What this task involves — Return the part of the speech pathologist profile below that runs from "Speech pathologist helps" up to and including "Services in July.", copied word for word.

Given passage —
——

Communicating with Care

Speech pathologist helps teens find their voice


BETHANY KREK has been a speech-language pathologist for sixteen years. For many of those years, she worked in the public school system providing therapy to individuals up to age eighteen. Krek relocated to the Wilmington area two years ago and was ready for a career change. She wanted to give her clients additional attention – more than what could be accomplished in a school setting. She founded Anchor Therapy Services in July.

“I come from a long line of talkers,” Krek says with a laugh. “I had some speech challenges in kindergarten and first grade,” she adds. While in college at Towson University, she took a public speaking class and really liked it. “I have an aunt who is an occupational therapist and she suggested shadowing some speech therapists,” Krek says.

She found her place in helping people have a voice and learning how to better communicate.

“Speech therapy is a broad field,” Krek explains. “You can work with babies in the neonatal intensive care unit to help them learn how to suck and swallow or you can work with stroke and traumatic brain injury patients in a skilled nursing facility. My heart is working with children.”

While Krek specializes in and offers all speech therapy services ranging from fluency (stuttering) and articulation therapy to assisted technology, she has seen a need for children with social skills gaps and disorders. “Some have diagnoses such as attention-deficit/hyperactivity disorder, autism, or social anxiety, but I’ve seen it in children who don’t have a diagnosis,” she says. “Increased technology use has a huge impact on how children communicate with each other. COVID didn’t help either, because they didn’t have to be social for quite some time,” she says.

——

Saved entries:
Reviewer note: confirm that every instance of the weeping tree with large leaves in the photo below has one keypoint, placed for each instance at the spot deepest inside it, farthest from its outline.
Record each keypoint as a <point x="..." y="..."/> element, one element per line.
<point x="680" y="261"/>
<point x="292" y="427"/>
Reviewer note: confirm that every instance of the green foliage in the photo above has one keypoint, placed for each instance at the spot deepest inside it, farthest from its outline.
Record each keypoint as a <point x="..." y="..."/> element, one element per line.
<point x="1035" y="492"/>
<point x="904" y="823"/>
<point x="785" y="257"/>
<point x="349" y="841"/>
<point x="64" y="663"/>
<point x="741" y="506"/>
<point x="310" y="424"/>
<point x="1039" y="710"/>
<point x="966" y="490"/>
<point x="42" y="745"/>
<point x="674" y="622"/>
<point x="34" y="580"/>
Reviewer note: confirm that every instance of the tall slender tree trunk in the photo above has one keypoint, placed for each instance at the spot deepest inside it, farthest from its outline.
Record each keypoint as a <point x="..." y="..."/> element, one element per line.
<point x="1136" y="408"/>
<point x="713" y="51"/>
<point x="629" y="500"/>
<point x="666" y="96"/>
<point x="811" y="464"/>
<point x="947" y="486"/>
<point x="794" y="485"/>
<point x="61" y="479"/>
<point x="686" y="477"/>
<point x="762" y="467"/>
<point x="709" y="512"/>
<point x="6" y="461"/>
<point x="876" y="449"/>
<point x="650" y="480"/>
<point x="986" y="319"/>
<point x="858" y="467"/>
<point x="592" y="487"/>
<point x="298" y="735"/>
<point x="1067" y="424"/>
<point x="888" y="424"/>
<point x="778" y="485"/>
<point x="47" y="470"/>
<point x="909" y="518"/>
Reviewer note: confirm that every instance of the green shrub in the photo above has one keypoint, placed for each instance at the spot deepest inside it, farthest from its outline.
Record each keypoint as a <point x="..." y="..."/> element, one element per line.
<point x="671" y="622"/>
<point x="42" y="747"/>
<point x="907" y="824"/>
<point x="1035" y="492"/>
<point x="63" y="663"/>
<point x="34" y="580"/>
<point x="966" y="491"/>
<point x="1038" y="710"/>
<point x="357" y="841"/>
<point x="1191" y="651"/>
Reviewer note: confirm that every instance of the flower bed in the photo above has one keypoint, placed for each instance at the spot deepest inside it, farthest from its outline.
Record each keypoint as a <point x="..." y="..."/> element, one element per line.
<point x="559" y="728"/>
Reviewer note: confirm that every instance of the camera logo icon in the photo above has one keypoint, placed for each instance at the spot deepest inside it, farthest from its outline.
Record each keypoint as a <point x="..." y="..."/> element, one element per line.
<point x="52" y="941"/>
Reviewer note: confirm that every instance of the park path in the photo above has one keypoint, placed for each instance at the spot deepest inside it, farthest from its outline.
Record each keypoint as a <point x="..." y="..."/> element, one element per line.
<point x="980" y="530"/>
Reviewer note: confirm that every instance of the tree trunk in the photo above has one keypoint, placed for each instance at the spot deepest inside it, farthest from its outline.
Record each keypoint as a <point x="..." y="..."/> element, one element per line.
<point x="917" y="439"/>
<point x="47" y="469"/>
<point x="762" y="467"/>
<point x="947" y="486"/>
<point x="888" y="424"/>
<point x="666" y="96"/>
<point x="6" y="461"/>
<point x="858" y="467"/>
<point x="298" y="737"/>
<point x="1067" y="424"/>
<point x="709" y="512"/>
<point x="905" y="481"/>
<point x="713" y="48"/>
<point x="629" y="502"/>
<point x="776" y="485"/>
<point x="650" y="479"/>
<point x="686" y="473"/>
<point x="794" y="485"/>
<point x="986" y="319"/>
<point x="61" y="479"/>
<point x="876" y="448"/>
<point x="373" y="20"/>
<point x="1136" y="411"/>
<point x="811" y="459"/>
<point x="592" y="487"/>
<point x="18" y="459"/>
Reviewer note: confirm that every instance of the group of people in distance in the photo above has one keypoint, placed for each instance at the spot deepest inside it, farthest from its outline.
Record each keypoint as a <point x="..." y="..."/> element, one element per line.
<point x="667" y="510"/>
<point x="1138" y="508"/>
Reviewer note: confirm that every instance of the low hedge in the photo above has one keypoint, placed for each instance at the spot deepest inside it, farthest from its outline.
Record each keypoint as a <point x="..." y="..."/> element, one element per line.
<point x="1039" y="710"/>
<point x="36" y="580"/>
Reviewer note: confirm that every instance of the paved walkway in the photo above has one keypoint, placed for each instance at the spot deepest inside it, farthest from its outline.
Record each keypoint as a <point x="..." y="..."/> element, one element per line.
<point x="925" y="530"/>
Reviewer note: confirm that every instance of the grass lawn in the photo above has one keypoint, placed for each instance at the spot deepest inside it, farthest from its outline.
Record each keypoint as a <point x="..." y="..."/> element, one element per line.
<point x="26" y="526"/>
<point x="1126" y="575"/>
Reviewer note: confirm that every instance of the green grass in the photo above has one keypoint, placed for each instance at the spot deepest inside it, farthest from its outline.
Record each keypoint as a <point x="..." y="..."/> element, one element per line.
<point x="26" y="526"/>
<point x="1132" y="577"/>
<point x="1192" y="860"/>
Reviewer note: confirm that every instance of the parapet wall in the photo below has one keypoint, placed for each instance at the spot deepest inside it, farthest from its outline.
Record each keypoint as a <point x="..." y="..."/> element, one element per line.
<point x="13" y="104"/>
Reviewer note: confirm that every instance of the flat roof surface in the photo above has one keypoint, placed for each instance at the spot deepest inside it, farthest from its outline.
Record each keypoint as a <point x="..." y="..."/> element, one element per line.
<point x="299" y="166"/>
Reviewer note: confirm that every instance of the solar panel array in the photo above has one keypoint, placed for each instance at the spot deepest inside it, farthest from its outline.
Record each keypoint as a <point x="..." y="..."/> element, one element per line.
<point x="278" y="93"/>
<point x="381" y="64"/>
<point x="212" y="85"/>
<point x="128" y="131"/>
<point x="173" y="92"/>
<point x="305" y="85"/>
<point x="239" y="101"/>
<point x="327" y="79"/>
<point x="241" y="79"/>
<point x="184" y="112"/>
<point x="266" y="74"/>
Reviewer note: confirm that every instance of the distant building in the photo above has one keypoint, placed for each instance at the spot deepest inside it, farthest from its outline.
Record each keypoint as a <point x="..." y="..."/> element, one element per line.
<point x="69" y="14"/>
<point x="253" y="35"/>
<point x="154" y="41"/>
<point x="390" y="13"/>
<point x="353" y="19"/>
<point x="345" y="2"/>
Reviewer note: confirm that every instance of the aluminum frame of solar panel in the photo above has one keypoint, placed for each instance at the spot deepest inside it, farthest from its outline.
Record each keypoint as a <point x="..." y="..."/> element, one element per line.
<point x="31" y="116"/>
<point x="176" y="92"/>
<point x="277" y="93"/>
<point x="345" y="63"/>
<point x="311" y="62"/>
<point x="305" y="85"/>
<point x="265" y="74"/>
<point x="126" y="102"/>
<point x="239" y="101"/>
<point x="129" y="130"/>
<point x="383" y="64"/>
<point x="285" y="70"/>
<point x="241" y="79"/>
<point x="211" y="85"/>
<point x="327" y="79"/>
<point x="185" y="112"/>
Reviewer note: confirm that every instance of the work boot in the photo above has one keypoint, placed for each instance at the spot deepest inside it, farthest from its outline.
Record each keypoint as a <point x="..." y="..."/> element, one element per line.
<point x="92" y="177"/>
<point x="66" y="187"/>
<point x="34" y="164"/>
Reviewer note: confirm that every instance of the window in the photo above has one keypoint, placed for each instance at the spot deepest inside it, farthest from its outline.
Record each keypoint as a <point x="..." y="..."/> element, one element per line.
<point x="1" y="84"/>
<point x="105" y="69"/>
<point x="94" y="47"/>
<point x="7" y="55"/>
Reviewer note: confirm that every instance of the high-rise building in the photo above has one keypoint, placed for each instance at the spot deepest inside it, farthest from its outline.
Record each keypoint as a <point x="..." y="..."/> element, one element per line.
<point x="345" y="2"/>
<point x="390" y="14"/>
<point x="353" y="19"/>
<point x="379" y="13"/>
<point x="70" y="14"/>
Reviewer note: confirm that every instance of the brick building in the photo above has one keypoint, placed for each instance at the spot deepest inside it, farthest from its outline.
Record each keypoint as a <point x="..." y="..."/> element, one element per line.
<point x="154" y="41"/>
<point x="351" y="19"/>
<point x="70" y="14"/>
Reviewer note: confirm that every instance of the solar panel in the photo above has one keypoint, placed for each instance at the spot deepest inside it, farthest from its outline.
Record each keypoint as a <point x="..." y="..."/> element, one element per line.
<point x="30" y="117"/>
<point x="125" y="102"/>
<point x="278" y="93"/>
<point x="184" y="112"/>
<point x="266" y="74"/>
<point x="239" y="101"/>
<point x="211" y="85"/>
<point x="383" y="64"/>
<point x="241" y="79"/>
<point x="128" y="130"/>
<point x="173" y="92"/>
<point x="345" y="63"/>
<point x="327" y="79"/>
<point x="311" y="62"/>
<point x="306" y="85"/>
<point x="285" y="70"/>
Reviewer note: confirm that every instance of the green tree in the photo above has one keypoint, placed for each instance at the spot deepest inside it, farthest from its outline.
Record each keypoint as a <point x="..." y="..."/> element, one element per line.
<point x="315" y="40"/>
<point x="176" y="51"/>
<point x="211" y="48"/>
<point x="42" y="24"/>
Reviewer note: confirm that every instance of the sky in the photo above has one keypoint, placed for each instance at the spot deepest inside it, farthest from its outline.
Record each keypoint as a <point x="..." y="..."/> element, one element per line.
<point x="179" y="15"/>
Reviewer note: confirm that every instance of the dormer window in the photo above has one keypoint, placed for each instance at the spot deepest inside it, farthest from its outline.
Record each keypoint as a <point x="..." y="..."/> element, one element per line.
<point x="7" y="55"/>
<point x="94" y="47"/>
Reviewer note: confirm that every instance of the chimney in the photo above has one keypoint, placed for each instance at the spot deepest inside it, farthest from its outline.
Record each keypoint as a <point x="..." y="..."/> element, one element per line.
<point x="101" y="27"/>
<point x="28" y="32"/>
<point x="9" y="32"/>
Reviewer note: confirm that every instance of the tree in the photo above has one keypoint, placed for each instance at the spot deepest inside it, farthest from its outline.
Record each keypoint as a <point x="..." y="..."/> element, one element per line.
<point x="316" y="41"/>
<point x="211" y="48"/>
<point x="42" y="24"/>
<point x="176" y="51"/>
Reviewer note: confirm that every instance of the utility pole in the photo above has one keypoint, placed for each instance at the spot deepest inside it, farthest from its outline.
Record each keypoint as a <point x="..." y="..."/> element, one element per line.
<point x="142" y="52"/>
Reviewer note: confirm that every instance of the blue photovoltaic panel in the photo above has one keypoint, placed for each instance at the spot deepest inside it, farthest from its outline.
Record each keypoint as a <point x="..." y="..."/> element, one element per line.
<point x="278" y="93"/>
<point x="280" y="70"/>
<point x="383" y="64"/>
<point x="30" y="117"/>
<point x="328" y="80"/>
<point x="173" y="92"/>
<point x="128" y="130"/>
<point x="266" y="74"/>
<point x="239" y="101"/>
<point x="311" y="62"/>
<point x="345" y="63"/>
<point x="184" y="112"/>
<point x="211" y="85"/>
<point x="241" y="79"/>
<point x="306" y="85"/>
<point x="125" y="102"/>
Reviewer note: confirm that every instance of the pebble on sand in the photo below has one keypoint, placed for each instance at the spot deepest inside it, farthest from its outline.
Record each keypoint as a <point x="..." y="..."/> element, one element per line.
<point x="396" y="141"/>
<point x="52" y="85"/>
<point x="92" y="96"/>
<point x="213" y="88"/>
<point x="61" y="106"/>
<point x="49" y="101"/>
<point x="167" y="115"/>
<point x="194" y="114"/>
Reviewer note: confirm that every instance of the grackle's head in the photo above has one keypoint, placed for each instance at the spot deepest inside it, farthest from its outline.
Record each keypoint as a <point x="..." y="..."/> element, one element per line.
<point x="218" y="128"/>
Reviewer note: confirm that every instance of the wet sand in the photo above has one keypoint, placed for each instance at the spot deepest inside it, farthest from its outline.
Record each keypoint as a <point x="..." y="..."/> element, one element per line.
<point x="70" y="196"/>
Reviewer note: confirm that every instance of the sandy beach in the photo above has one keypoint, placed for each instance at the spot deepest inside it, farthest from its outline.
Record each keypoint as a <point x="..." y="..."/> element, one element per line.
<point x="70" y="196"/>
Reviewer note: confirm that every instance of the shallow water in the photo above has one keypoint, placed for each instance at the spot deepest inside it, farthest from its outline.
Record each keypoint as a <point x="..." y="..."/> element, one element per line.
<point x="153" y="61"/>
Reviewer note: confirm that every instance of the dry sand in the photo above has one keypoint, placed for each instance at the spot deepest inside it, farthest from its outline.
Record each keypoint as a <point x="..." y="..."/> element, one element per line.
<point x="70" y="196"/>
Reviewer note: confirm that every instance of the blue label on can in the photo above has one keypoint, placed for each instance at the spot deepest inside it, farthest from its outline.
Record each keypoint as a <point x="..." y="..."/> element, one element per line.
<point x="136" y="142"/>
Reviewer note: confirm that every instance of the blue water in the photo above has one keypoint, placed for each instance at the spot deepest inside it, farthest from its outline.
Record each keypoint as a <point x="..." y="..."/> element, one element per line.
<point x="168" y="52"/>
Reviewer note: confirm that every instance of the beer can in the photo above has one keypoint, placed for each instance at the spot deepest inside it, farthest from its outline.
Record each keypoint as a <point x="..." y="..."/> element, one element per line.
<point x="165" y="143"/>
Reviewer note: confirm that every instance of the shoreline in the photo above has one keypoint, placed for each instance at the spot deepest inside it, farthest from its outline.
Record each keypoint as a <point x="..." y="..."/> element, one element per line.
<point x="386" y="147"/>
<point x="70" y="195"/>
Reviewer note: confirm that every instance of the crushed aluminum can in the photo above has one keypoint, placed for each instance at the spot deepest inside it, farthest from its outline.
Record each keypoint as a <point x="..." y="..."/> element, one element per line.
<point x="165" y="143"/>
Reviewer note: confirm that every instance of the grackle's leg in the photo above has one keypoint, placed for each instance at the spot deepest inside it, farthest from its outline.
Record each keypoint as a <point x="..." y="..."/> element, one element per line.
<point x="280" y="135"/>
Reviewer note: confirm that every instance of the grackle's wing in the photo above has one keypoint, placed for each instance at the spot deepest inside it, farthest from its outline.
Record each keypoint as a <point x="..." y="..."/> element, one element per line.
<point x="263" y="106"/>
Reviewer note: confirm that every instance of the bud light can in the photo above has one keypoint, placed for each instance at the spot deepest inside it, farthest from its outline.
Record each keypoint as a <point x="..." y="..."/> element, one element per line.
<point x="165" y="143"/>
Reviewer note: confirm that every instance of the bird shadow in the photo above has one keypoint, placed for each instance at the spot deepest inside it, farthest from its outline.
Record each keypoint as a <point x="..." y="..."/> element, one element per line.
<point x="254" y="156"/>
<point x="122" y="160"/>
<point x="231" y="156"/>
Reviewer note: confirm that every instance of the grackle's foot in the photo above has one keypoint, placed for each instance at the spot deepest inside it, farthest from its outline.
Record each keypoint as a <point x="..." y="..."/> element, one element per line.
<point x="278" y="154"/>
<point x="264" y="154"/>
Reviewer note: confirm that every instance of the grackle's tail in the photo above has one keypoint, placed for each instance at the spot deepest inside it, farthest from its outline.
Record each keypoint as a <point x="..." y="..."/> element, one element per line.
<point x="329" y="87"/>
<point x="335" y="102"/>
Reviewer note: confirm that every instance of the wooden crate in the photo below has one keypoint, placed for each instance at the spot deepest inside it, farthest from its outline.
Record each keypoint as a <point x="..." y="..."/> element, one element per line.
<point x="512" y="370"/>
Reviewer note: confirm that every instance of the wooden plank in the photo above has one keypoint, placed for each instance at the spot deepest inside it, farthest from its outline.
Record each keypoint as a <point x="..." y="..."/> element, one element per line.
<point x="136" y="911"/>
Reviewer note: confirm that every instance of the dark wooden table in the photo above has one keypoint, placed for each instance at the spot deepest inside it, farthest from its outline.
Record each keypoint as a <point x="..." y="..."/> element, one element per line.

——

Reply —
Speech pathologist helps teens find their voice


BETHANY KREK has been a speech-language pathologist for sixteen years. For many of those years, she worked in the public school system providing therapy to individuals up to age eighteen. Krek relocated to the Wilmington area two years ago and was ready for a career change. She wanted to give her clients additional attention – more than what could be accomplished in a school setting. She founded Anchor Therapy Services in July.